▶ _MATERIAL PROVIDED_
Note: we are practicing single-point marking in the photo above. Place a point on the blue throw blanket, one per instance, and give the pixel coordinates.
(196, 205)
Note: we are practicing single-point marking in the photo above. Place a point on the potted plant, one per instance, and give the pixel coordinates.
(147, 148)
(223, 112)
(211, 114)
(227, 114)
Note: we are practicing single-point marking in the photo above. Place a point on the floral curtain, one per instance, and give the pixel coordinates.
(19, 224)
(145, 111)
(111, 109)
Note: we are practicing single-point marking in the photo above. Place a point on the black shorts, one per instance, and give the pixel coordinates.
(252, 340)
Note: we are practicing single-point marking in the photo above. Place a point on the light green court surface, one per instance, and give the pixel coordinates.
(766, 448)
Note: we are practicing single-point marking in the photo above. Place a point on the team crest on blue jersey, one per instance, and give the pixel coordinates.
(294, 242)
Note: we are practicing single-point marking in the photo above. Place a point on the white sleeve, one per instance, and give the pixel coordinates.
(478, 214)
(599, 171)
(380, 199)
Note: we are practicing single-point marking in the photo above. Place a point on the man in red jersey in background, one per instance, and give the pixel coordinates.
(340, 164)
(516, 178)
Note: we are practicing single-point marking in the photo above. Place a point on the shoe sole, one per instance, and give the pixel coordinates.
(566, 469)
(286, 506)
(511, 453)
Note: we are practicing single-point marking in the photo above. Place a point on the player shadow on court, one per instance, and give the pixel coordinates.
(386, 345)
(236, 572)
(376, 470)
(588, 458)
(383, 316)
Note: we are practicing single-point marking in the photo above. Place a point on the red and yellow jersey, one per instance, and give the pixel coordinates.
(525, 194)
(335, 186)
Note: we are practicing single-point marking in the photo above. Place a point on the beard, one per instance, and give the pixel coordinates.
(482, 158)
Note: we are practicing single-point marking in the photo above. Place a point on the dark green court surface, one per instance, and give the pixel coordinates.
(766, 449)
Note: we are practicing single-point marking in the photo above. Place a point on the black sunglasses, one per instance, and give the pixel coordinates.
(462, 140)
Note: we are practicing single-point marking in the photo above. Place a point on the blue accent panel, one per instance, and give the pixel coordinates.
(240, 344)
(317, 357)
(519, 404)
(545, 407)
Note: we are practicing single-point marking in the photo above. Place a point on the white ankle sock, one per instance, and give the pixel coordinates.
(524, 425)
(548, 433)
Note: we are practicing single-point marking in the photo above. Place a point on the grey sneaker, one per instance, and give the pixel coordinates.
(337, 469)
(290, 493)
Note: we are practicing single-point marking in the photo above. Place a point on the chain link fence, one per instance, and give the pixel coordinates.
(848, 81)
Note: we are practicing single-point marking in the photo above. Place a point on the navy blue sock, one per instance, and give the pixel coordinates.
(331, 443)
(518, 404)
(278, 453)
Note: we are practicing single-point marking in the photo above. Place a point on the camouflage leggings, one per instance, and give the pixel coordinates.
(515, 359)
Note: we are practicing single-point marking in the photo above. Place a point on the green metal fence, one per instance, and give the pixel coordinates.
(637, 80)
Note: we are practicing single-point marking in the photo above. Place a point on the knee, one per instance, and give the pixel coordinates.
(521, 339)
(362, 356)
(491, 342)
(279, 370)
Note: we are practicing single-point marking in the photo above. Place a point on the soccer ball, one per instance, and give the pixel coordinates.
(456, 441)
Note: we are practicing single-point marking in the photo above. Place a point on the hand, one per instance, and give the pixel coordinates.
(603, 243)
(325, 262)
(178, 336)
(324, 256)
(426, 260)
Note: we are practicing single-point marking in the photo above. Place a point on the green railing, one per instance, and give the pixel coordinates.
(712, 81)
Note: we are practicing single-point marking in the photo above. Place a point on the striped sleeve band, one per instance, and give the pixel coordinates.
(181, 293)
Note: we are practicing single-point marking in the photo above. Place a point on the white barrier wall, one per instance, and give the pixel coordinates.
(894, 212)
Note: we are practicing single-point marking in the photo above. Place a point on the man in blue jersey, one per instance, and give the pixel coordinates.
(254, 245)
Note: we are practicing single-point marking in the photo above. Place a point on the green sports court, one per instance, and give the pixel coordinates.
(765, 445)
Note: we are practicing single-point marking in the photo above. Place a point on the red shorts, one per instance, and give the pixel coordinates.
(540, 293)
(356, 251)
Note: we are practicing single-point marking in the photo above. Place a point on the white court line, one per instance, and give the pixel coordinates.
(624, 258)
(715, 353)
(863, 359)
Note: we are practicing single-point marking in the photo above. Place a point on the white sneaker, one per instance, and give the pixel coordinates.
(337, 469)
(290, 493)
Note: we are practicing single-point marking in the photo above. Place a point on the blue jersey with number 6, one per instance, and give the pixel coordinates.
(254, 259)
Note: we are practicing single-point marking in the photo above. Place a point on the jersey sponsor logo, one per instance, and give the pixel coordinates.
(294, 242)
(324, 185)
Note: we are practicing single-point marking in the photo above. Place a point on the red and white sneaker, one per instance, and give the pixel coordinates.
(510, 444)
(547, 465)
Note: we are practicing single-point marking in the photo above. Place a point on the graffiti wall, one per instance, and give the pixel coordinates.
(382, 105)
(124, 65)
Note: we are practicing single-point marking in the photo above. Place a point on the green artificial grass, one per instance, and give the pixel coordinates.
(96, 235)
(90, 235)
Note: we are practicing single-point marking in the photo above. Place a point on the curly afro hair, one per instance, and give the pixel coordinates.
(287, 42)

▶ _PROBLEM DETAILS_
Reproduce the lines exactly, starting at the line that contains "the white sneaker, one" and ending at the last of the lines above.

▶ _EXERCISE RESULT_
Note: we are practicing single-point marking in the photo above. Place a point on the white sneaker, one per instance, and give the pixel coordinates.
(337, 469)
(290, 493)
Note: we are practicing single-point marking in the photo above. Place a point on the blue jersey with number 6, one per instance, and give the pixel coordinates.
(254, 259)
Note: we are practicing single-point marking in the photo above. Place a point on the jersey sponsor logo, one per instance, and give the pixel coordinates.
(294, 242)
(324, 185)
Note: we are practicing single-point marking in the photo above. Place a point on the red and white sneaker, one per instance, and give the pixel coordinates.
(510, 444)
(547, 465)
Note: we are practicing single-point marking in the photo above. Place a point on the graffiti wall, one per instance, and give the pixel coordinates.
(382, 105)
(124, 65)
Note: we are practicing single-point marking in the photo above. Place a point on the green artificial grass, one per instance, and give the pixel coordinates.
(96, 235)
(90, 235)
Note: we are practicing single-point marking in the photo above. Place a point on the curly afro hair, one per instance, and give the pixel coordinates.
(287, 42)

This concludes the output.